**Work to complete:**
Rewrite the Seanad debate transcript, everything from "Wednesday, 11 June" down to "CraughwellGerard Craughwell (Independent)", changing "Second Stage" to "Committee Stage".

____ Provided passage

Seanad debates

Wednesday, 11 June 2025

Supports for Survivors of Residential Institutional Abuse Bill 2024: Second Stage

 

2:00 am

Photo of Gerard CraughwellGerard Craughwell (Independent)

I acknowledge my friend and colleague Victor Boyhan, who laid details of his private life not just before the House but also the country in order to advocate on behalf of those he lived with and those he had lived experience of. He is one of the great heroes of this entire debacle. I also acknowledge the ladies in the Visitors' Gallery who quietly advocated outside the gates of Leinster House in wet and cold weather. Your bicycles outside the gate, your teddy bears on the wall, all of that brought the message home to us.There has been some discussion about the religious institutions and, yes, religious institutions were horrendous but let me go back to the time of my childhood. When a girl found herself pregnant the first thing was to bring her to a particular priest in a particular church in Galway and arrangements were made for her to go on holidays. These girls went on holidays and many of them never came back. They were pregnant. My father, who was born in 1905, was as Victorian a man as you could find. When it came to a girl being pregnant outside of wedlock he would ask what she did that was unnatural. I thought it was such a humane approach to take.

________
____ Extracted material

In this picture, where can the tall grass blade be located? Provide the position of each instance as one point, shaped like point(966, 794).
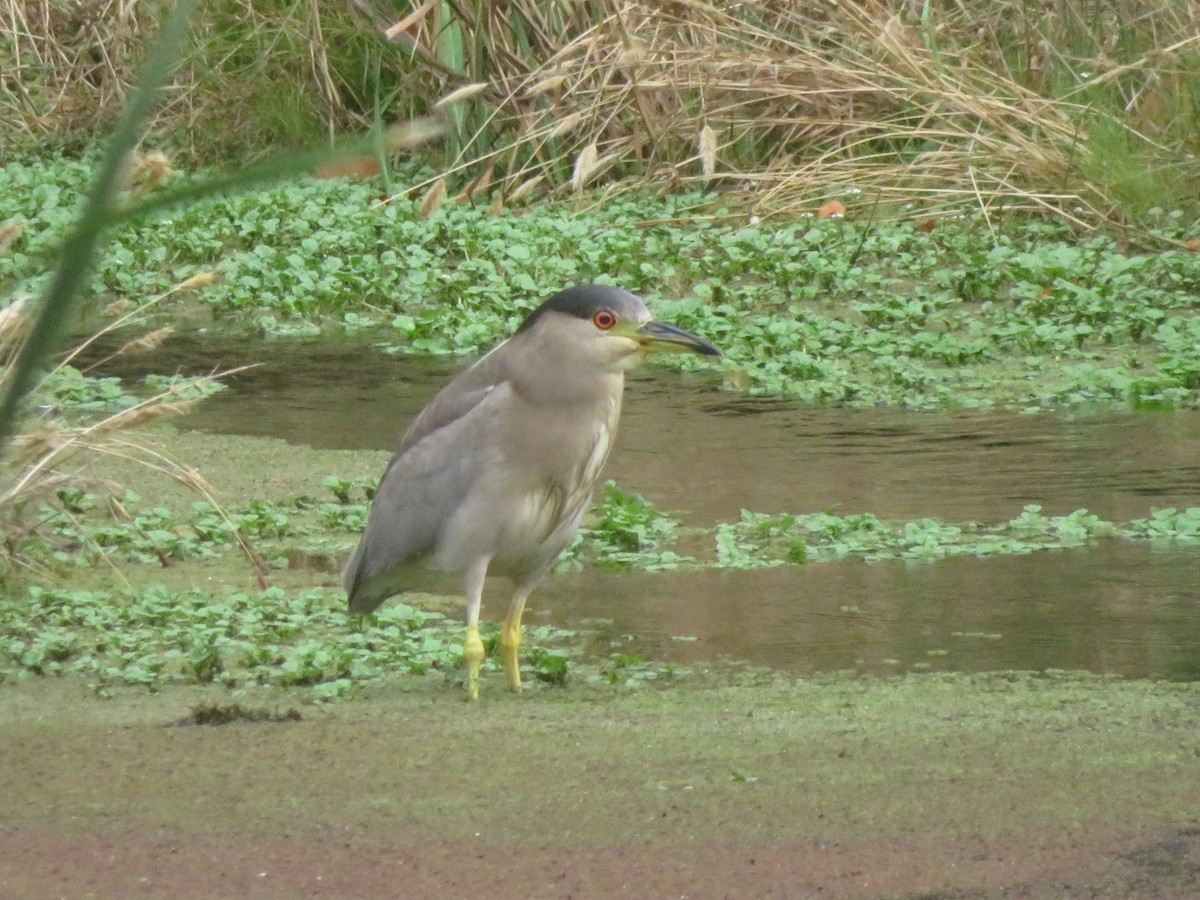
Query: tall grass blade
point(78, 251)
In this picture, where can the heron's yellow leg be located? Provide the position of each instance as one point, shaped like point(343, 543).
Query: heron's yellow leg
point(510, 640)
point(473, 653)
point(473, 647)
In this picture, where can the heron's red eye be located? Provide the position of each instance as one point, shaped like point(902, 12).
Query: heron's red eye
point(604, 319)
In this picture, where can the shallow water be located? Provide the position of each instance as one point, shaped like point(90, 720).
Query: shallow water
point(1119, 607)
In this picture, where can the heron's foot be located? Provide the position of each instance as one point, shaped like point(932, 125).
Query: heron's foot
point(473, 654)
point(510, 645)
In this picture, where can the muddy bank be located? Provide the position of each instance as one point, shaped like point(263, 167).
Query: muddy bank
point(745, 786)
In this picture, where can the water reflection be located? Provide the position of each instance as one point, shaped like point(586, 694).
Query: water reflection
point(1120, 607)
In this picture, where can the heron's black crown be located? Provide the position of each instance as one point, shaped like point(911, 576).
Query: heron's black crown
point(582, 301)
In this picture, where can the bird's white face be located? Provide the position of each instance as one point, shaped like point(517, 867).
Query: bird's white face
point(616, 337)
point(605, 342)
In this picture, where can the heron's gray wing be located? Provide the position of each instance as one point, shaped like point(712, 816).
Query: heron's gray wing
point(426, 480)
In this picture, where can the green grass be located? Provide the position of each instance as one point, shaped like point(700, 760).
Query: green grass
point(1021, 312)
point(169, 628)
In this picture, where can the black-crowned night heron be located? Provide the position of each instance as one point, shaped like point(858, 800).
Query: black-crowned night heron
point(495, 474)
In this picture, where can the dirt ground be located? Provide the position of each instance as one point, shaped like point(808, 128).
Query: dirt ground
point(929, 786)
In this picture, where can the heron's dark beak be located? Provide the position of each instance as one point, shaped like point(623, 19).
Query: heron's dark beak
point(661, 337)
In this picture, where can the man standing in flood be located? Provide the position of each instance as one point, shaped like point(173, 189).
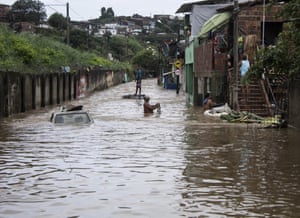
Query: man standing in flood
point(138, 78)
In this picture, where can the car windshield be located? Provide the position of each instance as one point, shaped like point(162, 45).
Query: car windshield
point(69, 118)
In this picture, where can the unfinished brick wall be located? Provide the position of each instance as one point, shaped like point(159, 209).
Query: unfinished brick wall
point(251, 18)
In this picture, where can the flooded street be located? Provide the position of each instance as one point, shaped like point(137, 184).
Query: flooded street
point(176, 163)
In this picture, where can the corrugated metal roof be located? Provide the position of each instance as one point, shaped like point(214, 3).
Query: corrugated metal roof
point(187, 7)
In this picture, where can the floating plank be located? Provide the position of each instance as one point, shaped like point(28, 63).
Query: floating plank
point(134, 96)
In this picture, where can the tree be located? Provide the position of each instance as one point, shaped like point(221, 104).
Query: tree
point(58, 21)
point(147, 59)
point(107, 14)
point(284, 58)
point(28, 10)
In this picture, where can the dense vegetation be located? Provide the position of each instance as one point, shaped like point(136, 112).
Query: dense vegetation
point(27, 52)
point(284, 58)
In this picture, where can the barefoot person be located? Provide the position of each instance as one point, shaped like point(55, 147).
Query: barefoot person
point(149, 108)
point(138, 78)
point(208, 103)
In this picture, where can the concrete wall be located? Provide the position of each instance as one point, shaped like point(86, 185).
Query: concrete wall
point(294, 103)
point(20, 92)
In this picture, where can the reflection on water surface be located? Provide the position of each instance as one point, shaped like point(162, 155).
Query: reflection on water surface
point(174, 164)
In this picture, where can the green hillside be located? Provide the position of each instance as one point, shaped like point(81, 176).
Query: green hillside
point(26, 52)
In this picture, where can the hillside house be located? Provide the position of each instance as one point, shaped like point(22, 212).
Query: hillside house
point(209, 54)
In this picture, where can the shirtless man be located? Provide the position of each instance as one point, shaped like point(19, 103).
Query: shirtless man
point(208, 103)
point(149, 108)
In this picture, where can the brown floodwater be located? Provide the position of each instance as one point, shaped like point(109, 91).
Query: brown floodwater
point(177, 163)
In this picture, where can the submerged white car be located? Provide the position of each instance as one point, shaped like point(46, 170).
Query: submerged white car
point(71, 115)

________

**Exercise result:**
Wednesday, 11 June 2025

Supports for Survivors of Residential Institutional Abuse Bill 2024: Committee Stage

 

2:00 am

Photo of Gerard CraughwellGerard Craughwell (Independent)